=== Aim ===
In the thread about deducing function pointer template parameters, where does the first answer say the allowed forms for deduction are specified?

Is there a way to deduce the value of a function pointer template parameter?

Question

C++ allows non-type template parameters to be of pointer, including function pointer, type. I recently asked a question about what this is useful for, and this is a follow u

Answer 1

Template arguments for a function are deduced from the types of the function's template parameters. Template arguments can only be deduced from a type when that type is one of the allowed forms. The allowed forms are specified in [temp.deduct.type]

Template arguments can be deduced in several different contexts, but in each case a type that is specified in terms of template parameters (call it P) is compared with an actual type (call it A), and an attempt is made to find template argument values (a type for a type parameter, a value for a non-type parameter, or a template for a template parameter) that will make P, after substitution of the deduced values (call it the deduced A), compatible with A.

A template type argument T, a template template argument TT or a template non-type argument i can be deduced if P and A have one of the following forms:

T
cv-list T
T*
T&
T[integer-constant]
template-name (where template-name refers to a class template)
type(*)(T)
T(*)()
T(*)(T)
T type::*
type T::*
T T::*
T (type::*)()
type (T::*)()
type (type::*)(T)
type (T::*)(T)
T (type::*)(T)
T (T::*)()
T (T::*)(T)
type[i]
template-name<i> (where template-name refers to a class template)

=== Data extract ===

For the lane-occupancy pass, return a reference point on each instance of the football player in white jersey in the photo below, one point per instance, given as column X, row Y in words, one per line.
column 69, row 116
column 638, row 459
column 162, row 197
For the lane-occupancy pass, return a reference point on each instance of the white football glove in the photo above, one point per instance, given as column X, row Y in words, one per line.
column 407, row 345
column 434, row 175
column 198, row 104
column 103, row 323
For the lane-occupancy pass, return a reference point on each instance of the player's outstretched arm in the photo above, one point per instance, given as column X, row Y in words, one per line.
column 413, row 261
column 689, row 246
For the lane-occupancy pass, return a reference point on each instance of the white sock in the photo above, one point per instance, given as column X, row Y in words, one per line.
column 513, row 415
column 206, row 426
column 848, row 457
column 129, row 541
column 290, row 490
==
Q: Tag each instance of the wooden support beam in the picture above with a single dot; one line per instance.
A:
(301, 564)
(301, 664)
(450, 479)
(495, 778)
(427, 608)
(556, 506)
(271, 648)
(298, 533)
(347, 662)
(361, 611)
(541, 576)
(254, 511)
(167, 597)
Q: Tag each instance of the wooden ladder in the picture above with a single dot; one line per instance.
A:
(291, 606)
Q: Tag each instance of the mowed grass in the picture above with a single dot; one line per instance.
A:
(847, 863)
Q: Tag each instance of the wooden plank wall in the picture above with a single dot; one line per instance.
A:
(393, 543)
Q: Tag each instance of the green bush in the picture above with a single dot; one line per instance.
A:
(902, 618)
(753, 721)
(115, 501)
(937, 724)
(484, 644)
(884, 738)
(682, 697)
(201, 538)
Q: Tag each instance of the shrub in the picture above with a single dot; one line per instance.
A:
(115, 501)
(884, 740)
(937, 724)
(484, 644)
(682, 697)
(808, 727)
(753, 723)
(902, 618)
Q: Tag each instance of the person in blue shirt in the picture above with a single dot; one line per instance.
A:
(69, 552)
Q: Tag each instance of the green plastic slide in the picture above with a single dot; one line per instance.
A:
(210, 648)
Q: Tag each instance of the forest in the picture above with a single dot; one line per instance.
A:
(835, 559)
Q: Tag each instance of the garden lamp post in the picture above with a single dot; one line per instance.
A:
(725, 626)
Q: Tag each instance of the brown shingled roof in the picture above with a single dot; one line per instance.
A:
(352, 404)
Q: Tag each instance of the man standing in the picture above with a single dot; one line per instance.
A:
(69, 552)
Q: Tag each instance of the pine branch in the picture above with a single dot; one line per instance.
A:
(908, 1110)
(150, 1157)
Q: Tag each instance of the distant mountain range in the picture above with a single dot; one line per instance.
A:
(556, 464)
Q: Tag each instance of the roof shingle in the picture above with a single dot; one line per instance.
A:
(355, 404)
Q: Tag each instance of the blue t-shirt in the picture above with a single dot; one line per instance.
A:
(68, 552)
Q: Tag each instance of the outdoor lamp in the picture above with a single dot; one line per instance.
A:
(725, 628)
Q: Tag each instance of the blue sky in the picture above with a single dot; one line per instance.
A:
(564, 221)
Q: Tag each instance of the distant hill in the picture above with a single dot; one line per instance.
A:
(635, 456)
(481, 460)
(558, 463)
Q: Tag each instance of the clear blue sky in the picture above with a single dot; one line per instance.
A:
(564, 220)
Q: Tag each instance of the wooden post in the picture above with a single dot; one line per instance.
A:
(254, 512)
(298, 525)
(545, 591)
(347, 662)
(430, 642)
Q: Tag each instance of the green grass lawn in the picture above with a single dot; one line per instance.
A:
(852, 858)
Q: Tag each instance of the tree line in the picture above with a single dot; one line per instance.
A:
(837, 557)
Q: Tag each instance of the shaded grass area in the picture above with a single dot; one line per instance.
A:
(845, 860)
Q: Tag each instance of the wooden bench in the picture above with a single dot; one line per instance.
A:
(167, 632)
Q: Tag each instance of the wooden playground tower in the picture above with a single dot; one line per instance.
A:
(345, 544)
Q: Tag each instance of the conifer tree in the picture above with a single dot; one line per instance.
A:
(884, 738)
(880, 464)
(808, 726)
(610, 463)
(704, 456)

=== Exercise answer ===
In [temp.deduct.type].